# Exercises
a. In the article on the HSUS lawsuit below, why did a judge rule the September 2009 raid illegal? Answer in one to three sentences.
b. Condense the paragraph of the article on the HSUS lawsuit that begins "HSUS, CEO Wayne Pacelle, and ex-employee Scotlund Haisley" into a bulleted list that keeps its main facts.
c. Carry on the article on the HSUS lawsuit below from the point where it stops.
[Text under study Boundary: Start]
We’ve written several times about the federal racketeering lawsuit in which HSUS and two of its attorneys are defendants. But that’s not the only piece of litigation that HSUS is defending against.
HSUS, CEO Wayne Pacelle, and ex-employee Scotlund Haisley are defendants in a $5 million federal lawsuit stemming from a September 2009 “raid” on a South Dakota hunting dog breeder named Daniel Christensen. A judge later ruled the raid illegal because the search warrant was wrongfully obtained by an animal control officer who had “intentionally misled the issuing court.”
All of the animal cruelty charges against Christensen were dropped. But he didn’t get all of his dogs back. Some died after they were seized; others apparently were adopted out.
Court documents now shed more light into what happened on September 2, 2009.
According to news reports, HSUS was “collecting evidence” and “safely and humanely removing” the Christensen dogs. As is usual, HSUS touted its involvement by issuing a press release. However, this didn’t go over well with the local prosecutor, Tiffani Landeen-Hoeke.
Here’s part of an email from Jordan Crump, then a public information officer at HSUS, to Landeen-Hoeke on the day of the raid (emphasis added):
I have drafted the attached (and below) press release for today’s rescue. Obviously, more specifics need to be added in once we get on scene. But this should be very close to the final version.
So HSUS wrote the press release before it even got on scene. And in that draft release, HSUS was calling Christensen’s operation a “puppy mill” with “horrendous conditions” and alleging that “These animals were clearly lacking proper medical care.” How could it know that for sure if it hadn’t been on the scene?
[Text under study Boundary: End]
[Data supplied Boundary: Start]
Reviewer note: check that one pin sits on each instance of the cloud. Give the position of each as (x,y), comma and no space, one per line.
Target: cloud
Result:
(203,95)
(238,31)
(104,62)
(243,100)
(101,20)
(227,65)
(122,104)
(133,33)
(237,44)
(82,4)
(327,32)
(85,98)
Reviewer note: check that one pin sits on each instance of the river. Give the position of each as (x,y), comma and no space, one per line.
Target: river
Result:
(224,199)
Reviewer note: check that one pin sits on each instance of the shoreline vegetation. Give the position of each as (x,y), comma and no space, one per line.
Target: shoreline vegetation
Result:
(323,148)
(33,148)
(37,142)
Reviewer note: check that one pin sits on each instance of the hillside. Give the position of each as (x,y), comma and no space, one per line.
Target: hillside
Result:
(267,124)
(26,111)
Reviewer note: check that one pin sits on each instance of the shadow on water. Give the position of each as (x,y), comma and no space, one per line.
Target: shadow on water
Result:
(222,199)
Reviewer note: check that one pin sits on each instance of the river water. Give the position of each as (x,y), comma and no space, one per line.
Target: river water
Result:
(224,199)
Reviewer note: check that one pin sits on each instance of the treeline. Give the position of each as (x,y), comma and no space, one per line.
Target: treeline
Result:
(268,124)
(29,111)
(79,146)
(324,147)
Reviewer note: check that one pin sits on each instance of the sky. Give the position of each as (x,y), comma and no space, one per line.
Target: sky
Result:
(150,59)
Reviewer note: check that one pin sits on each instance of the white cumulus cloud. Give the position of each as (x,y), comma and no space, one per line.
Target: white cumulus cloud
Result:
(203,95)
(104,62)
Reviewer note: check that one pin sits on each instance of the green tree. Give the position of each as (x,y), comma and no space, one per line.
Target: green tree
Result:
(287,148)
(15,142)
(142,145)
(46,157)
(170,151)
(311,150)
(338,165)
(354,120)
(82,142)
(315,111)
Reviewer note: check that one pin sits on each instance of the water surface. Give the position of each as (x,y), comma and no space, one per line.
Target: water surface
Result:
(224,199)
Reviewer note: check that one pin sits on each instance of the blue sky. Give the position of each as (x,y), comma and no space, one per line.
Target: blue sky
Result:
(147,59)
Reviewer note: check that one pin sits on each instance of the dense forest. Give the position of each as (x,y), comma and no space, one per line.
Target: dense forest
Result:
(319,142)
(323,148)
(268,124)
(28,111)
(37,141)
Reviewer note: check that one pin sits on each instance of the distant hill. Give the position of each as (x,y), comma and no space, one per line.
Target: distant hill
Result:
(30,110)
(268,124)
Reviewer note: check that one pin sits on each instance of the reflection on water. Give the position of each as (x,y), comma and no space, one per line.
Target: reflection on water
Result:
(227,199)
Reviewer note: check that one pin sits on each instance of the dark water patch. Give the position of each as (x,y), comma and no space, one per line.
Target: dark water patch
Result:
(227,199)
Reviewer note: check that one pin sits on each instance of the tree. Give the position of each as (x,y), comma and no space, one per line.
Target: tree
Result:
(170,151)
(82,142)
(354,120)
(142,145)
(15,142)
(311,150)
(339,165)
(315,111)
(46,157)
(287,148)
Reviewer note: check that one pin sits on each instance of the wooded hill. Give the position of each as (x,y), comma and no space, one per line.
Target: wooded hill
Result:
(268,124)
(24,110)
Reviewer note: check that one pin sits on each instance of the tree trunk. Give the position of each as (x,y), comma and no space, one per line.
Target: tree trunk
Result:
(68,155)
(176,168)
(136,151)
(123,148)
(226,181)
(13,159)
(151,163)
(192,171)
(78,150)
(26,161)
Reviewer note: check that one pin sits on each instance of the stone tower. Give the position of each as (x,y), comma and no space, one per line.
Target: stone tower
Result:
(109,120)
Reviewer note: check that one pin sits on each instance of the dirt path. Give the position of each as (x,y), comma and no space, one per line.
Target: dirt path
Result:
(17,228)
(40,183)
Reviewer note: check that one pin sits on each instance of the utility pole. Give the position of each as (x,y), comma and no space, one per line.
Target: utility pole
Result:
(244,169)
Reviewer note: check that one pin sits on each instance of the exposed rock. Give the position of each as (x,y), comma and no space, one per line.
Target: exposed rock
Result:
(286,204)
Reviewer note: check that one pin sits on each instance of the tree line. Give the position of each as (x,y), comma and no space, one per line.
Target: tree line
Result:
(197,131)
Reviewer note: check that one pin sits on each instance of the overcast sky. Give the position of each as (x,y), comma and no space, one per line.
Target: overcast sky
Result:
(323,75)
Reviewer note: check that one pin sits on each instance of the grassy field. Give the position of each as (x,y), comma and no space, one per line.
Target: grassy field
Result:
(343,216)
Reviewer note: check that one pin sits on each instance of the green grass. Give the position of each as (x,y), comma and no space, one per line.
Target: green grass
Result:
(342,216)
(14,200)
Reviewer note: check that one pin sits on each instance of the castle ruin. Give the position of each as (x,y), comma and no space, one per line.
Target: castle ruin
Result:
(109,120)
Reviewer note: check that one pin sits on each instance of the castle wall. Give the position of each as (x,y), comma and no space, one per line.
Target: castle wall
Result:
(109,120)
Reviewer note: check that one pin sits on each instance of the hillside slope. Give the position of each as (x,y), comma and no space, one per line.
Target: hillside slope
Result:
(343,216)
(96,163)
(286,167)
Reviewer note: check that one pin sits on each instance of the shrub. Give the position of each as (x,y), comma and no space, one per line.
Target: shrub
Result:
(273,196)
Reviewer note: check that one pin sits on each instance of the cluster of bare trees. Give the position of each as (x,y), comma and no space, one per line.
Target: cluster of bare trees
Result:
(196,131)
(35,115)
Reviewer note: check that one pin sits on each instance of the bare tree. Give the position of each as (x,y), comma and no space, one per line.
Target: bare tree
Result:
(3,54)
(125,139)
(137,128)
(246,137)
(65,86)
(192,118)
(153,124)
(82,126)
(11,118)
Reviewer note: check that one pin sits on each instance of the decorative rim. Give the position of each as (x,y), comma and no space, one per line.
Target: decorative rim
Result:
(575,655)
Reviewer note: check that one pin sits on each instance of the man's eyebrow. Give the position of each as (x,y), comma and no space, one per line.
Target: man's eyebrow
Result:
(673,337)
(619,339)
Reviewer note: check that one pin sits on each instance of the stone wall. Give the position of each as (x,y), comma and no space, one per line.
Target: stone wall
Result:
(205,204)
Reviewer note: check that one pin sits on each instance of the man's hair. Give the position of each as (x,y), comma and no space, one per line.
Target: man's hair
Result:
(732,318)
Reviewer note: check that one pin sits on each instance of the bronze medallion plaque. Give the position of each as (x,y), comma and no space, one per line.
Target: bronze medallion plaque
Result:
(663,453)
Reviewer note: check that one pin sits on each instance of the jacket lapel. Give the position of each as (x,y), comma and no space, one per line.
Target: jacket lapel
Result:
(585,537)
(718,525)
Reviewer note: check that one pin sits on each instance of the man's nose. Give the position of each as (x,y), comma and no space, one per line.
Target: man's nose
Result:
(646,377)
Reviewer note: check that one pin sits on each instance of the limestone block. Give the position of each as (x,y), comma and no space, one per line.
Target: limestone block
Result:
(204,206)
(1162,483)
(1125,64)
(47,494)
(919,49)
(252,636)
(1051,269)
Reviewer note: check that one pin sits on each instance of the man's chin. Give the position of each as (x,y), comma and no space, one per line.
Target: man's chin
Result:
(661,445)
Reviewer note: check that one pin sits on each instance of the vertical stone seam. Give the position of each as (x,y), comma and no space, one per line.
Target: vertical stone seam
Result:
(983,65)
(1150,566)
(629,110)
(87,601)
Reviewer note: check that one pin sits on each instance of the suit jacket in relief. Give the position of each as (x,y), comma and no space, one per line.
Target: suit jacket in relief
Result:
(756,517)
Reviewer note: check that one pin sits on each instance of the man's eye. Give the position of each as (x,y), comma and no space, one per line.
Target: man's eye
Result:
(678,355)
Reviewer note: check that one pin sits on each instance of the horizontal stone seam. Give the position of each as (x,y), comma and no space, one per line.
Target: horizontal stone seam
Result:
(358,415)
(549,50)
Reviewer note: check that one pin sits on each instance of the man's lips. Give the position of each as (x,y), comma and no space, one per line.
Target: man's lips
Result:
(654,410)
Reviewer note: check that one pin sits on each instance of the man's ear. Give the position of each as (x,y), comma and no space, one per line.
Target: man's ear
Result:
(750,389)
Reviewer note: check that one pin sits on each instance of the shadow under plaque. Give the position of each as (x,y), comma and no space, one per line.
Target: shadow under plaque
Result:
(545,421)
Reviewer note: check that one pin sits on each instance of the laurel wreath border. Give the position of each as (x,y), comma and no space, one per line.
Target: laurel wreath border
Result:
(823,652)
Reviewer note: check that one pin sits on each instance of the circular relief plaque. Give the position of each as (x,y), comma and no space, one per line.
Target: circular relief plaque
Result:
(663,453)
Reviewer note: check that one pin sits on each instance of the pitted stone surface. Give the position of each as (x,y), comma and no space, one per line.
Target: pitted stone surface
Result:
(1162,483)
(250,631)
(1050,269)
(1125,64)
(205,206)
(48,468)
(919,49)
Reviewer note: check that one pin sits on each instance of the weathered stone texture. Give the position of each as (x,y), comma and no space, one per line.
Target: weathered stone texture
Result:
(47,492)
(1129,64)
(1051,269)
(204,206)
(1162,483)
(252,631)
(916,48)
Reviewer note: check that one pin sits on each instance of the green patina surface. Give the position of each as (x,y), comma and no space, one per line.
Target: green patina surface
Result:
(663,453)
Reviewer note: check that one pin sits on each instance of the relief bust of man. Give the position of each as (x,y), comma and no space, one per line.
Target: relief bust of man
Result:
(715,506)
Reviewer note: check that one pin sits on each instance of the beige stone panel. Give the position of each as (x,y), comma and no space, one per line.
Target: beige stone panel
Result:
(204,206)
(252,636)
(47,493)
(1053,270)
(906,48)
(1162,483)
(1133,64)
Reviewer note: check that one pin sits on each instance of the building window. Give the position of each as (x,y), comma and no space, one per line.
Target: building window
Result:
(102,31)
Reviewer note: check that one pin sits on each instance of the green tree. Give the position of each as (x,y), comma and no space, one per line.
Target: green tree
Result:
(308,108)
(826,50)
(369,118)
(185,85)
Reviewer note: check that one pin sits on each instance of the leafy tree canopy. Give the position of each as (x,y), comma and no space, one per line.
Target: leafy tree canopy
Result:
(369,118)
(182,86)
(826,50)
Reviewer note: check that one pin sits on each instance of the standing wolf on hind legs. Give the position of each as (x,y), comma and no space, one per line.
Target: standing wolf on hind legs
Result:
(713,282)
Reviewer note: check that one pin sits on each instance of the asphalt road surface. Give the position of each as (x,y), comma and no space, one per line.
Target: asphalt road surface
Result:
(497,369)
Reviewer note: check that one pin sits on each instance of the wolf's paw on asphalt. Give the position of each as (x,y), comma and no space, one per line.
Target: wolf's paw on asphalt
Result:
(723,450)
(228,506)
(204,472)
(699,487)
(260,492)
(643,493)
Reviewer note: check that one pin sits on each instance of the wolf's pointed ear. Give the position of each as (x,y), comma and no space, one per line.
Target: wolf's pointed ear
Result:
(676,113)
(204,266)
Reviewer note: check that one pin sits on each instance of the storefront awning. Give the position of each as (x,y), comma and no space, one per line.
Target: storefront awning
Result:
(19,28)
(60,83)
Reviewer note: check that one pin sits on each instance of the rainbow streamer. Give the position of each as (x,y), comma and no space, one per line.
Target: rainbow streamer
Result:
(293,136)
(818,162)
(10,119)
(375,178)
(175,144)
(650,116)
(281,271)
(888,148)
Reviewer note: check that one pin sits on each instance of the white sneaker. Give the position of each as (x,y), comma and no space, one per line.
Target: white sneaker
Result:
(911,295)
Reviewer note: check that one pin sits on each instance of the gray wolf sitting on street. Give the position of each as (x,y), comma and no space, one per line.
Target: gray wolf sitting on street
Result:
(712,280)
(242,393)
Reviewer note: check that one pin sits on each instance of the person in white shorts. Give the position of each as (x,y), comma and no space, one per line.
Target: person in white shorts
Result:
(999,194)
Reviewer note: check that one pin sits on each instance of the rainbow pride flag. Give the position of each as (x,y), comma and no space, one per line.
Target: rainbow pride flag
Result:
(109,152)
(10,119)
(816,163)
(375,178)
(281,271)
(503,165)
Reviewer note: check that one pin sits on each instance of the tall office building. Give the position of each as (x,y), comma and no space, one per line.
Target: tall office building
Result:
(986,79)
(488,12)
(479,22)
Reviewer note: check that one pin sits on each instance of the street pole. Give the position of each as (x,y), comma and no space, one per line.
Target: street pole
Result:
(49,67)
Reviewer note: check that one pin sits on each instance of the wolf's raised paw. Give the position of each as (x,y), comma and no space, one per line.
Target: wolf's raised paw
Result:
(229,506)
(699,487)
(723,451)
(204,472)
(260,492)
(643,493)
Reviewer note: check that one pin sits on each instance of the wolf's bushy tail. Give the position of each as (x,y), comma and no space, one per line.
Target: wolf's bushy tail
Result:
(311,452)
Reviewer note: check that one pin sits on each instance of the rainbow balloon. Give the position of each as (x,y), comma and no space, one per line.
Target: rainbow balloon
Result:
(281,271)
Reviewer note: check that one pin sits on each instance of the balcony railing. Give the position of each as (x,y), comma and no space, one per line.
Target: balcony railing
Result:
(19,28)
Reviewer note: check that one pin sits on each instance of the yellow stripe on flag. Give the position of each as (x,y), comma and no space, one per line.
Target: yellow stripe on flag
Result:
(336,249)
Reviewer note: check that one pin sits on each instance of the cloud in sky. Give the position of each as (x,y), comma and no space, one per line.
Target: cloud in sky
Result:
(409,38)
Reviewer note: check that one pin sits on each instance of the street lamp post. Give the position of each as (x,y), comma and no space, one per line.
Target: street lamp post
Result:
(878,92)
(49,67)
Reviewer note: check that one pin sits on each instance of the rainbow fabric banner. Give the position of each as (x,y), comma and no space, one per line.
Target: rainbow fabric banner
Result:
[Data supplied Boundary: End]
# Answers by item
a. A judge ruled the raid illegal because the search warrant had been wrongfully obtained. The animal control officer who obtained it had "intentionally misled the issuing court."

b.
- Defendants: HSUS, CEO Wayne Pacelle and former employee Scotlund Haisley
- Claim: a $5 million federal lawsuit
- Origin: a September 2009 "raid" on Daniel Christensen, a South Dakota hunting dog breeder
- Ruling: a judge later found the raid illegal because an animal control officer had wrongfully obtained the search warrant by "intentionally misl[eading] the issuing court"

c.
Landeen-Hoeke asked HSUS not to put out a press release at all, writing via email the day of the raid:
I do have serious concerns about presenting information that heightens public condemnation of either Dan Christensen or David Christensen. These people are innocent until proven guilty in a court….I prefer the press release written by Second Chance [ed.: a local group] and would request that it be utilized. I completely oppose any video or photos being released to the public.
The final HSUS press release—yes, HSUS put one out anyway—doesn’t appear to have changed much from the draft, claiming that there were “unsanitary conditions” at an “alleged puppy mill” and that “These animals were clearly lacking proper medical care.” HSUS also put up video on its Facebook, Myspace, and YouTube accounts and gave B-Roll footage to local TV news, according to court filings.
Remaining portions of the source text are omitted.